# Exercise objective
Arrange every line of the entries below into a Markdown table with two columns, Row and Line, numbering the lines in order. Skip blank lines and leave the pictures out.

>> begin

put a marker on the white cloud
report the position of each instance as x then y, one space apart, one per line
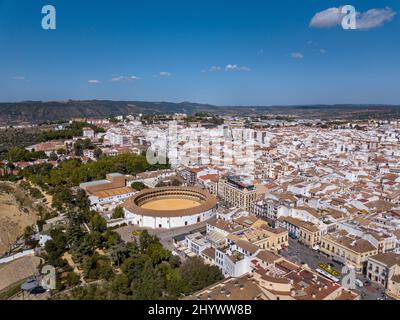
165 74
372 18
123 78
297 55
235 67
328 18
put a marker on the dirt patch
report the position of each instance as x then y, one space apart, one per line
16 213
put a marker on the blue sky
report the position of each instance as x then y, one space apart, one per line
220 52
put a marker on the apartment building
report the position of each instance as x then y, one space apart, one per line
235 191
306 232
347 249
381 267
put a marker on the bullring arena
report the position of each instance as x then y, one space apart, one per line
169 207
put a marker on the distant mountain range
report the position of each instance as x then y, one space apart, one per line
38 111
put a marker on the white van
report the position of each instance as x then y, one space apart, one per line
359 283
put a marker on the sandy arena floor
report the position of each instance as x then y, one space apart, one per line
170 204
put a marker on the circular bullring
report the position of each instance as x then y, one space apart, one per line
169 207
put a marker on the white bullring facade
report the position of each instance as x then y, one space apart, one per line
169 207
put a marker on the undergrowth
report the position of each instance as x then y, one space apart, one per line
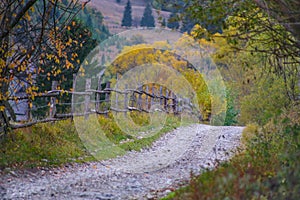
57 143
268 167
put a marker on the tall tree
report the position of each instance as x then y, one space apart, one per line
148 19
127 16
27 29
79 42
173 21
270 28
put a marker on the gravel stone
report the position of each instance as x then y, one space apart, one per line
150 174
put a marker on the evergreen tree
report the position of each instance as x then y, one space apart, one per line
148 19
187 24
173 21
164 23
127 18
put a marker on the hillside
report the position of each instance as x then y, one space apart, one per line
113 13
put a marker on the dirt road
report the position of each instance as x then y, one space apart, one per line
148 174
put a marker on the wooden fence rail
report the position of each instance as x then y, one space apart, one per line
125 101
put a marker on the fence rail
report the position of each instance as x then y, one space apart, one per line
122 101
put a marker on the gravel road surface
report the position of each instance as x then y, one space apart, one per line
149 174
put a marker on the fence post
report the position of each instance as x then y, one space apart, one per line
147 98
98 94
87 98
117 94
126 100
107 96
73 95
174 102
153 94
29 114
53 100
160 96
166 101
139 106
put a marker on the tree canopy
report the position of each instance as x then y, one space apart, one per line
148 19
127 17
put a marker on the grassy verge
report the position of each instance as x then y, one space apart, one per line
54 144
269 167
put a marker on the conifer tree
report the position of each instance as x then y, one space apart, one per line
148 19
173 21
164 23
127 17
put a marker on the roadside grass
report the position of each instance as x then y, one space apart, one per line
54 144
267 168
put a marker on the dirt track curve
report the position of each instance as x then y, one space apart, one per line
149 174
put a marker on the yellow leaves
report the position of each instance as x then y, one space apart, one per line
68 64
2 108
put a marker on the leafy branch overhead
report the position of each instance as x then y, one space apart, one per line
30 34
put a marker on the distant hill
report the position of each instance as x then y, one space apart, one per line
113 13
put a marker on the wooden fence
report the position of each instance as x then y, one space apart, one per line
103 101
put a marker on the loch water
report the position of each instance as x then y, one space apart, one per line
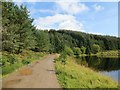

>> end

# Written reply
| Row | Line |
|---|---|
| 1 | put a marker on the white cloud |
| 2 | report the position of each instance as x then y, one space apart, one per line |
| 3 | 165 74 |
| 4 | 372 18 |
| 5 | 123 78 |
| 6 | 297 55 |
| 7 | 235 67 |
| 8 | 328 18 |
| 9 | put a marker on the dirt patch |
| 10 | report the position of each instance as x then y, one space apart, one per line |
| 11 | 16 213 |
| 12 | put a marker on the blue sky |
| 13 | report the position of each instance as x then y, one space apart, one per line |
| 14 | 220 52 |
| 15 | put a marker on the apartment building |
| 16 | report the position of each instance as x then y, one space apart, one per line |
| 17 | 235 191 |
| 18 | 306 232 |
| 19 | 347 249 |
| 20 | 381 267 |
| 21 | put a marker on the bullring arena |
| 22 | report the position of each instance as x then y, one space apart, one per line |
| 23 | 169 207 |
| 24 | put a marker on the distant mountain range |
| 25 | report the position of each instance as x then y, one space apart, one per line |
| 26 | 38 111 |
| 27 | put a marker on the white van |
| 28 | report the position of each instance as x then y, one space apart, one per line |
| 29 | 359 283 |
| 30 | put a marker on the sandy arena floor |
| 31 | report the position of each instance as x then y, one space apart, one per line |
| 32 | 170 204 |
| 33 | put a marker on the circular bullring |
| 34 | report the position of each instance as x then y, one space apart, one per line |
| 35 | 169 207 |
| 36 | put a marker on the white bullring facade |
| 37 | report the position of each instance as x then y, one space apart, one per line |
| 38 | 169 207 |
| 39 | put a marker on the undergrowth |
| 40 | report the position of each instance as x then y, one space apart, one per line |
| 41 | 57 143 |
| 42 | 268 167 |
| 43 | put a marker on the tall tree |
| 44 | report the position of each instance as x then y, one space apart, one per line |
| 45 | 148 19 |
| 46 | 127 16 |
| 47 | 27 29 |
| 48 | 79 42 |
| 49 | 173 21 |
| 50 | 270 28 |
| 51 | put a marker on the gravel stone |
| 52 | report the position of each instance as x then y, one space apart, one per line |
| 53 | 150 174 |
| 54 | put a marker on the evergreen tree |
| 55 | report the position of each instance as x then y, one space apart, one per line |
| 56 | 148 19 |
| 57 | 187 24 |
| 58 | 173 21 |
| 59 | 164 23 |
| 60 | 127 18 |
| 61 | put a marker on the hillside |
| 62 | report the position of each instance as x then y, one space apart, one per line |
| 63 | 113 13 |
| 64 | put a marker on the dirt road |
| 65 | report the position of each instance as x then y, one space apart, one per line |
| 66 | 148 174 |
| 67 | put a marker on the wooden fence rail |
| 68 | report the position of each instance as x then y, one space apart, one per line |
| 69 | 125 101 |
| 70 | put a marker on the fence rail |
| 71 | report the position of each instance as x then y, one space apart, one per line |
| 72 | 122 101 |
| 73 | put a marker on the gravel road surface |
| 74 | report the position of each instance as x then y, one space apart, one per line |
| 75 | 149 174 |
| 76 | put a marker on the fence post |
| 77 | report the position of each instance as x then y, one space apart, one per line |
| 78 | 147 98 |
| 79 | 98 94 |
| 80 | 87 98 |
| 81 | 117 94 |
| 82 | 126 100 |
| 83 | 107 96 |
| 84 | 73 95 |
| 85 | 174 102 |
| 86 | 153 94 |
| 87 | 29 114 |
| 88 | 53 100 |
| 89 | 160 96 |
| 90 | 166 101 |
| 91 | 139 106 |
| 92 | put a marker on the tree canopy |
| 93 | report the position of each instance as x then y, one space apart, one per line |
| 94 | 148 19 |
| 95 | 127 17 |
| 96 | put a marker on the grassy verge |
| 97 | report the position of each instance as x then y, one space apart, one per line |
| 98 | 54 144 |
| 99 | 269 167 |
| 100 | put a marker on the conifer tree |
| 101 | report the position of each instance as x then y, one space apart, one per line |
| 102 | 148 19 |
| 103 | 173 21 |
| 104 | 164 23 |
| 105 | 127 17 |
| 106 | put a marker on the roadside grass |
| 107 | report the position of each instance as x then y, one space apart, one per line |
| 108 | 54 144 |
| 109 | 267 168 |
| 110 | put a marker on the dirt track curve |
| 111 | report the position of each instance as x then y, one space apart, one per line |
| 112 | 149 174 |
| 113 | put a marker on the yellow leaves |
| 114 | report the position of each instance as x then y, one space apart, one per line |
| 115 | 68 64 |
| 116 | 2 108 |
| 117 | put a marker on the leafy branch overhead |
| 118 | report the position of each instance as x then y, one space apart, one per line |
| 119 | 30 34 |
| 120 | put a marker on the distant hill |
| 121 | report the position of each instance as x then y, one space apart, one per line |
| 122 | 113 13 |
| 123 | put a marker on the wooden fence |
| 124 | report the position of each instance as x then y, one space apart, one per line |
| 125 | 103 101 |
| 126 | put a marker on the loch water |
| 127 | report the position of each instance as x then y, one space apart, one per line |